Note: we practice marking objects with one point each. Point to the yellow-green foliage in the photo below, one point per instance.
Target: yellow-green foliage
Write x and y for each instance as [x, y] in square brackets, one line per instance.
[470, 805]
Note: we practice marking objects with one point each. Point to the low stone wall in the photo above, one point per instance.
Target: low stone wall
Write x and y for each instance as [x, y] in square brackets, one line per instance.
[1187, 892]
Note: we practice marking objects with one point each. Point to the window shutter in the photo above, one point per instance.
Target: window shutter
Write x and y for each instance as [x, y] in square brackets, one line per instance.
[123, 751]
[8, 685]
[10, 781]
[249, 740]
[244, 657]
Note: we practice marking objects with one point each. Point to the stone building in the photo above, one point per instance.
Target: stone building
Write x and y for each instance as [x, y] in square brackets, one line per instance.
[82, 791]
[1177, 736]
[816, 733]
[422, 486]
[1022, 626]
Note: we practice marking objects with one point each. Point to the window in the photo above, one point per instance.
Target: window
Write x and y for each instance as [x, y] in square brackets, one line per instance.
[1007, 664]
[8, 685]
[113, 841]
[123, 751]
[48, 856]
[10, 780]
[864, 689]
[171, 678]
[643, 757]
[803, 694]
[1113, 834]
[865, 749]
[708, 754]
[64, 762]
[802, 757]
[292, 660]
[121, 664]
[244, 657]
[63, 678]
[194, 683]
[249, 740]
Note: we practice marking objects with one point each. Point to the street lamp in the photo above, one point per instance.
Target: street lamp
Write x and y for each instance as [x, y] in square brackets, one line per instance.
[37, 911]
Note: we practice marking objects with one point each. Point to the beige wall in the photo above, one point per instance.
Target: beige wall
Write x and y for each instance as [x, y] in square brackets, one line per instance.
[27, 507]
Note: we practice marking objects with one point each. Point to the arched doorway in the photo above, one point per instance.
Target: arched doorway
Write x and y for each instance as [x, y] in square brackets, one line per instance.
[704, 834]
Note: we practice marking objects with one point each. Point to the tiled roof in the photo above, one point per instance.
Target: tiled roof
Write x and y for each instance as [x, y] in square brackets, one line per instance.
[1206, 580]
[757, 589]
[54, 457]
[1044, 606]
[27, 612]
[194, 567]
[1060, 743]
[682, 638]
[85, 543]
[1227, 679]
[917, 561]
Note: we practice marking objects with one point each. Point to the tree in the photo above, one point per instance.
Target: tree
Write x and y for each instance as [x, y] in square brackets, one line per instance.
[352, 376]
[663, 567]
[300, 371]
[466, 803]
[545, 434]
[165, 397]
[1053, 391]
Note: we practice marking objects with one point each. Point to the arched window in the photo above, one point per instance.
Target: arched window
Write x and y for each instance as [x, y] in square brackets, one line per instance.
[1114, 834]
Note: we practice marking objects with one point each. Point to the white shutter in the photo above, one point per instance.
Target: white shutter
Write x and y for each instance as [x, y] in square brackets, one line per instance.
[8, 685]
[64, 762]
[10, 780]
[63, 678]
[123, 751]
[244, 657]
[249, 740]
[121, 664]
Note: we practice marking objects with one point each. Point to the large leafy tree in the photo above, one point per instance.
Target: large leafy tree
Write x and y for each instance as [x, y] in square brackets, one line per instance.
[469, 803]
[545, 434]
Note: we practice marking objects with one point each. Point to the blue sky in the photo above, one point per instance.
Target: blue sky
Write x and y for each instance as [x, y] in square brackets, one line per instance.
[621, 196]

• _Required work_: The full listing above is to be retyped exactly.

• _Response below_:
Note: we practice marking objects with one point each. Point to the yellow-green foliage in the photo below, one point per instance.
Target: yellow-green foliage
Write x and y for each instance as [x, y] in square brackets, one line per instance.
[470, 805]
Note: we practice marking objects with one point each. Point to the low stone wall in the photo above, one point per instance.
Target: low stone wall
Write x and y for each instance as [x, y] in square brackets, one line per instance.
[1187, 892]
Note: we practice marking objects with one point each. Point to the window shutter in the photo above, one point per instance.
Target: window shutter
Write x and y for each instance as [x, y] in square brackets, one line per instance.
[123, 751]
[8, 685]
[10, 781]
[249, 740]
[244, 657]
Note: we practice marking objects with one point each. Point to the stone building in the photo above, one point per instance.
Target: stone building
Write x and y for each instance as [x, y] in square brackets, one line per instance.
[82, 791]
[1177, 736]
[816, 733]
[422, 486]
[1022, 626]
Note: we practice marking objects with one point each. Point to the window in the photo above, one point per instance.
Target: window
Write x and y for each instance as [x, y] in square brackets, one line per instance.
[1007, 664]
[8, 685]
[113, 841]
[123, 751]
[48, 856]
[10, 780]
[864, 689]
[171, 678]
[643, 757]
[803, 694]
[1113, 834]
[865, 749]
[708, 754]
[64, 762]
[802, 757]
[292, 660]
[121, 664]
[244, 657]
[63, 678]
[194, 683]
[249, 740]
Note: we practice marking objects with one point each. Point to the street lamp in the photo above, one point per instance.
Target: street lamp
Write x and y for each instance as [x, y] in square brackets, one line per instance.
[37, 911]
Note: we practice marking objects with one point each. Point to the beige wall in the photo above, one point per instance.
Target: beige wall
Write x and y for each instance as [x, y] in square brackets, one line per instance.
[27, 507]
Note: we practice marking objects with one point each. Point to the arched doorway in the photo above, one point per instance.
Target: arched doorway
Write x and y for each instance as [x, y] in square brackets, one line per instance.
[704, 834]
Note: we practice marking objects with one point each. Point to the tiled roof in the photo above, one point per instance.
Target: tiled roof
Write x and y for each instance as [x, y] in square brackets, one line per instance.
[1206, 580]
[757, 589]
[54, 457]
[1044, 606]
[27, 612]
[194, 567]
[1060, 743]
[682, 638]
[85, 543]
[1227, 679]
[917, 561]
Note: we practice marking objects with one point each. Point to the tree in the photo above, one point per instance.
Target: tree
Write x and y for each instance as [x, y] in square brackets, one line per instance.
[352, 376]
[663, 567]
[300, 371]
[466, 803]
[545, 434]
[165, 397]
[1053, 391]
Note: we practice marking objects with one point each. Point to the arched window in the photo above, one point per instance.
Target: arched window
Write x and y for each instance as [x, y] in square brackets, one line per instance.
[1114, 834]
Note: we practice marking objects with one point each. Point to the white shutter in the photo above, one point per instance.
Target: white shutter
Write x and y for each instance as [x, y] in square brackets, one line per instance.
[8, 685]
[64, 762]
[10, 780]
[63, 678]
[123, 751]
[244, 657]
[249, 740]
[121, 664]
Note: we practice marking objects with one point each. Point to the large leafy tree in the photo above, one point per instance.
Target: large leafy tree
Write x and y for each instance as [x, y] in square brackets, one line per instance.
[469, 803]
[545, 434]
Note: we practice marking objects with one point each. Point to the blue sky in the photo above, one point per instance.
Target: blue sky
Write x and y for each instance as [x, y] in square brackets, one line per instance.
[621, 196]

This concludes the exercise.